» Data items
####################
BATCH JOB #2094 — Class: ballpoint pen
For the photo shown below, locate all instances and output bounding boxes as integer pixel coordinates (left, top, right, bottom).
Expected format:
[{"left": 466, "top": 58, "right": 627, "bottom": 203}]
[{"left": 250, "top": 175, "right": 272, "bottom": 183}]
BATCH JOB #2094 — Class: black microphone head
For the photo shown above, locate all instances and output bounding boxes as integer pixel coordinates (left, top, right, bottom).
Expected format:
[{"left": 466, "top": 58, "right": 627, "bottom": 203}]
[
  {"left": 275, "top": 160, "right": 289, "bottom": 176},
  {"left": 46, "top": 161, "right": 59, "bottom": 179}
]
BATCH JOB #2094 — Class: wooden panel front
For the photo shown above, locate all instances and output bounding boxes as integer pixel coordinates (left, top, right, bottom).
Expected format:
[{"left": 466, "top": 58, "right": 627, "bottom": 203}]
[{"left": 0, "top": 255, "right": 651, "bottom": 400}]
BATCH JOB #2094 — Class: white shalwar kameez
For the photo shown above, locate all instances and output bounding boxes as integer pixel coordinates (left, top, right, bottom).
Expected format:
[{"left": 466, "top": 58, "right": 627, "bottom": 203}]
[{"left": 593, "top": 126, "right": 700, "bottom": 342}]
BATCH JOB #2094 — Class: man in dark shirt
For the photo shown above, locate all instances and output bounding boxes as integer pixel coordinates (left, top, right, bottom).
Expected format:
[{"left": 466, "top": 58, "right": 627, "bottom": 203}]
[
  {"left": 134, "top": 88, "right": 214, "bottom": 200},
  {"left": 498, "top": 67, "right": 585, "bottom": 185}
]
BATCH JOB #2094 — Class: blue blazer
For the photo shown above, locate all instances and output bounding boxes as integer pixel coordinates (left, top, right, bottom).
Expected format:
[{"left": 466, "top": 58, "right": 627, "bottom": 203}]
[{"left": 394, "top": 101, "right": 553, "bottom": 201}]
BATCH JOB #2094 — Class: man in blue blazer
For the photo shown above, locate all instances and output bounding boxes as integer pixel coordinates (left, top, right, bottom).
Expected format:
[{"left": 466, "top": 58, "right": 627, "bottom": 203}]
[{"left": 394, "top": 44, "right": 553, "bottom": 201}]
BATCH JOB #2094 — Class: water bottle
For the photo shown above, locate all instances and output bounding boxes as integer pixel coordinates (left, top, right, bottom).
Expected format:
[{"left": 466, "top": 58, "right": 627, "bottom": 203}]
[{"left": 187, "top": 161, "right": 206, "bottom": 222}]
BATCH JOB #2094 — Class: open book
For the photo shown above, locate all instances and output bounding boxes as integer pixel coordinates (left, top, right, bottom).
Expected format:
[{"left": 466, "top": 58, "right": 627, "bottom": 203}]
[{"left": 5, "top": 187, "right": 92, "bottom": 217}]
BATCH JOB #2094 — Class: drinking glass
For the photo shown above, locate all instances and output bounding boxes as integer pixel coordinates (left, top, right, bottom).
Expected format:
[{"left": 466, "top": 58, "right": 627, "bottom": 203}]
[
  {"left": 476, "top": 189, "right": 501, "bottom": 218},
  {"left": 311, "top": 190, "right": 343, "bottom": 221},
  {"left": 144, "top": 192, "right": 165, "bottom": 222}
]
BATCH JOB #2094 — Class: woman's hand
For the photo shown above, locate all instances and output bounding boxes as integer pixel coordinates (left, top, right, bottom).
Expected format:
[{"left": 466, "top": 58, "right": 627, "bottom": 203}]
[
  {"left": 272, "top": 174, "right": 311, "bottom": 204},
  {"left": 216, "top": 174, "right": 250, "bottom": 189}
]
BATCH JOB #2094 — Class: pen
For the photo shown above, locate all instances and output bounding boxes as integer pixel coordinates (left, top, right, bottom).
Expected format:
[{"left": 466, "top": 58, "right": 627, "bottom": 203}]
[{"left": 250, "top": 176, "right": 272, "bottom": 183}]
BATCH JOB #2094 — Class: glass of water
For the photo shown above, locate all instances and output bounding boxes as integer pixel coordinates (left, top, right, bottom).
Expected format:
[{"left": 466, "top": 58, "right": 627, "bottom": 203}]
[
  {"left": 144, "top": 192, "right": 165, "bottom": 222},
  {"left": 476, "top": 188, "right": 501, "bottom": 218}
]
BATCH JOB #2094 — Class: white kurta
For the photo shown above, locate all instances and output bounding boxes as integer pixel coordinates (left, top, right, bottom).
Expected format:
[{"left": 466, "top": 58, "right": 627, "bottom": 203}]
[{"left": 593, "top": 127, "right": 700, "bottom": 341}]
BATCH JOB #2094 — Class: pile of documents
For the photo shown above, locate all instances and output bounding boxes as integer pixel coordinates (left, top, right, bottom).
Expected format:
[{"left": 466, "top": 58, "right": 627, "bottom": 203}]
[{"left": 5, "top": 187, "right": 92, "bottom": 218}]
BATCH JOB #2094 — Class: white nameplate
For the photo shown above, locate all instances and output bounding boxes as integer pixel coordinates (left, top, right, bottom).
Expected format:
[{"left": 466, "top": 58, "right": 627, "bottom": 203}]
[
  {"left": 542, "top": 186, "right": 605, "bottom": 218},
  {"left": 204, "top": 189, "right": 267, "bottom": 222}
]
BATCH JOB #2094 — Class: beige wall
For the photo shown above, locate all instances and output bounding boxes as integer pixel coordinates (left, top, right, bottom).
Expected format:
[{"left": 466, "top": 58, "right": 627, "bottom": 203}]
####################
» INSTRUCTION
Gather every line of the material above that contains the word "blue" and copy each one in full. Case counts when matching.

» WRITTEN ANSWER
BATCH JOB #2094 — Class: blue blazer
BATCH JOB #2094 — Class: man in blue blazer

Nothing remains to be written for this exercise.